::: Excerpted passage

Occasional Link Roundup

Hello! Sorry for the intermittent posting. I would tell you all the things I’m doing that are causing the intermittent posting, but I wouldn’t want you to get too jealous. So instead, here’s some stuff I’m going to be doing soon that need some help:

First of all, on December 14 here in NYC, there’s going to be a big secular solstice celebration. The idea behind it is really cool: basically to help create a secular holiday tradition and strengthen the atheist community. There are obviously atheists who proclaim that they don’t need traditions or communities or any of that other pseudo-religious garbage (I’m being sarcastic), but for many of us, a sense of continuity and belonging is important for our emotional health. So, I think this is a cool idea.

Anyway, the Kickstarter has a few days left and has almost reached its goal, so if this interests you, please donate! And if you live in/near NYC, you should go. I’ll be there.

::::::
::: Available data

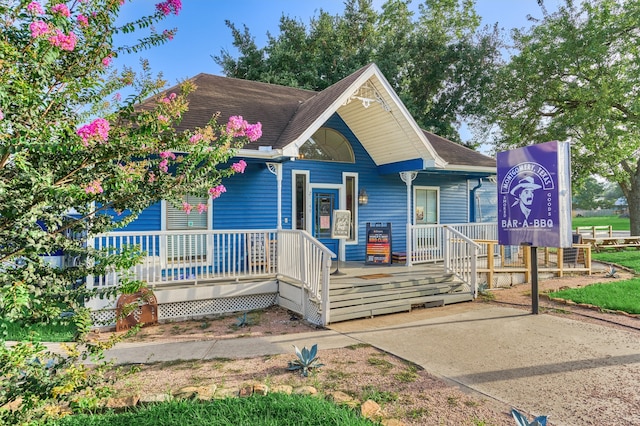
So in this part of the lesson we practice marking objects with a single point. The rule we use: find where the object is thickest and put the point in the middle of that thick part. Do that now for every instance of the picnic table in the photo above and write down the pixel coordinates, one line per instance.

::::::

## Work task 1
List the things that, according to the link roundup post, some atheists proclaim they don't need.
## Work task 2
Continue the link roundup post from where it stops.

## Output 1
traditions; communities; any of that other pseudo-religious garbage

## Output 2
Second, Skepticon 6 is coming up: November 15-17 in Springfield, Missouri. They still need help raising money and there’s a matching offer on the table during the month of October, so consider doing that! I’m doing a workshop on Friday (probably at 4 PM) about good sexual communication at cons (a relevant topic these days if there ever was one). I’m also bringing my now-even-larger Cards Against Humanity set, so those of you who recall how awesome WiS2 was in this regard should be very excited.

Links:

1. A post over at the Fementalists’ blog discusses gaslighting and sexual assault (TW):

Your gaslighting may be to ‘calm me down’; to defeat the anger, because, to you, that’s helpful. I get that. But my anger is not what needs defeating. My resigned, depressed apathy does. The anger is valid. The anger is me knowing I did not and do not deserve it. Don’t you want to help me be that person? It might be disquieting for you as I grow into it, but the alternative is that I stay as the person who believes it was not rape. That is the person who tells herself, every day, when she feels like fighting back to anyone or anything at all: shh. Be quiet. Don’t make any noise. Don’t make any fuss.  People might think you are not okay with being raped.

2. Mia McKenzie is getting tired of the term “ally.”

“Ally” cannot be a label that someone stamps onto you–or, god forbid, that you stamp on to yourself—so you can then go around claiming it as some kind of identity. It’s not an identity. It’s a practice. It’s an active thing that must be done over and over again, in the largest and smallest ways, every day.

3. On Disrupting Dinner Parties (a great blog I’ve just discovered), Rebecca writes about an experience with someone who did consent very well.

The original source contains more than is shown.